§ **ABOUT THIS TASK**
Every record, from first to last, should be written out again exactly.

§ **RECORDS SHOWN**
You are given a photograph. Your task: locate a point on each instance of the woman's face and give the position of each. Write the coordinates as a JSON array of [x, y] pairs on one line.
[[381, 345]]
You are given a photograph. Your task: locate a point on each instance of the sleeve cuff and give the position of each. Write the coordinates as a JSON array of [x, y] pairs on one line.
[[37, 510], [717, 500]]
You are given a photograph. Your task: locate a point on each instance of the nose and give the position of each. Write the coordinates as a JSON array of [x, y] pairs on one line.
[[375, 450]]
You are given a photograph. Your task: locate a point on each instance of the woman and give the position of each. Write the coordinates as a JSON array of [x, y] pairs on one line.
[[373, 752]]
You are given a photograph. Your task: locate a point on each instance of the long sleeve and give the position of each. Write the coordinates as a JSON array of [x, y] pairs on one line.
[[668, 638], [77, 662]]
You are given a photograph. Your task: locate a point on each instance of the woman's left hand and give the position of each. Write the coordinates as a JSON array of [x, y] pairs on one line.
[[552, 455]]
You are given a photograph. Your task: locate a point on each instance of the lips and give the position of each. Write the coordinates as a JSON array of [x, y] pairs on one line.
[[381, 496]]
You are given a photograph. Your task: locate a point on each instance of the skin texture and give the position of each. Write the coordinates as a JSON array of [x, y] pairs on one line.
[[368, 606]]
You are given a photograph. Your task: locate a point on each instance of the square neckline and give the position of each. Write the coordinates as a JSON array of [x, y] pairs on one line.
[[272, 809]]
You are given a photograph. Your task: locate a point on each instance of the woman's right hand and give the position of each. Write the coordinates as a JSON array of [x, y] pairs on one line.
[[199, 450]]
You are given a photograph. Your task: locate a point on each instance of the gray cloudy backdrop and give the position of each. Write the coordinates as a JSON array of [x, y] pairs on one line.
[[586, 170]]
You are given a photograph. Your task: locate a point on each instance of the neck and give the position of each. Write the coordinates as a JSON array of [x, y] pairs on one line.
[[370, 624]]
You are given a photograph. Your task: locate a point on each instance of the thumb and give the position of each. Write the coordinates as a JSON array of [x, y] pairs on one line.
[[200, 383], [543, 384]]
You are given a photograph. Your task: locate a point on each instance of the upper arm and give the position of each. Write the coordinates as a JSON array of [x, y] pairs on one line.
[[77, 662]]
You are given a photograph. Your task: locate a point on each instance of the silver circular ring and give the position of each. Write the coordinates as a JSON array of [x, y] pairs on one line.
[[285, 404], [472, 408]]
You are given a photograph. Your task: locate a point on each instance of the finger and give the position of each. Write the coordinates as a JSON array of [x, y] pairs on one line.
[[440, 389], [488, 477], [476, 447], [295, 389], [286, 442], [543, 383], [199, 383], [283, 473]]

§ **TASK SOLUTION**
You are given a photograph. Your task: locate a point on each instance of the woman's face and give the position of each. Write the coordinates as a JSON array of [x, y] pairs on one line.
[[381, 345]]
You are given a photograph. Your task: locate a point on each instance of the sleeve cuff and give the position of each. Write the coordinates as a JSON array of [x, y] pairs on one line.
[[37, 510], [717, 500]]
You are given a photograph. Your task: locate a point on each instance of the nose and give the position of each. Write the coordinates as a JSON array of [x, y] pairs on one line.
[[375, 450]]
You are given a photograph. Your task: locate a point on each instance of the woman and give the position of each. Write the coordinates as a JSON array of [x, y] pairs on one line.
[[373, 752]]
You are given a photograph. Your task: locate a point on each instance of the long sleeve and give the position of each. Write the coordinates as a JSON array of [x, y] pairs on one line.
[[668, 638], [77, 662]]
You are given a photograph. Your task: locate a point on each instance of the woman's left hand and give the position of each. Write the coordinates as a JSON array of [x, y] pairs on one line.
[[552, 455]]
You are given a photograph. Your task: locate a point on each instance of the lips and give the position of each. Write the coordinates as a JSON array of [x, y] pairs on one line.
[[381, 496]]
You are given a photograph. Your task: locate a point on each instance of the skin texture and give the position of each. Write the coordinates as a JSON array of [x, y] pairs on one line.
[[368, 606]]
You are given a photograph. Your task: locate a point on each instance of the square neckline and give the position of each. Write the coordinates as a JSON array of [x, y] pairs on one line.
[[272, 809]]
You are given a photograph. Your task: locate a point on each instance of the woman's right hand and give the position of each. Write the coordinates as a JSON array of [x, y] pairs on one line.
[[199, 450]]
You are given a photograph. Your task: locate a point on each instance of the gray cloudy backdrop and give the position of each. Write the coordinates as a JSON array of [x, y] pairs on one line.
[[586, 170]]
You are given a photograph. Your task: locate a point on each instance of the neck and give the position of each. Write the coordinates as a JSON array of [x, y] pairs on one line.
[[370, 624]]
You are given a photograph. Your task: locate a point on each instance of the thumb and give the position of each. Write the coordinates as a JSON array of [x, y] pairs on one line.
[[200, 383], [543, 384]]
You are given a photograph. Your task: locate a point on each instance of the upper arm and give the position of each. Write the coordinates as a JSON array of [x, y] pairs on one line.
[[77, 662]]
You are given a photograph. Your task: locate a point on each instance of the silver circular ring and give the position of each. Write the coordinates as a JSON array of [x, y] pairs on one line.
[[285, 404], [472, 408]]
You are given a photograph. Your task: locate a point on each instance of the finger and give the position of each. Write the coordinates as a JSON array of [x, y] pairs on one line.
[[440, 389], [488, 477], [476, 447], [295, 389], [286, 442], [543, 383], [199, 383], [283, 473]]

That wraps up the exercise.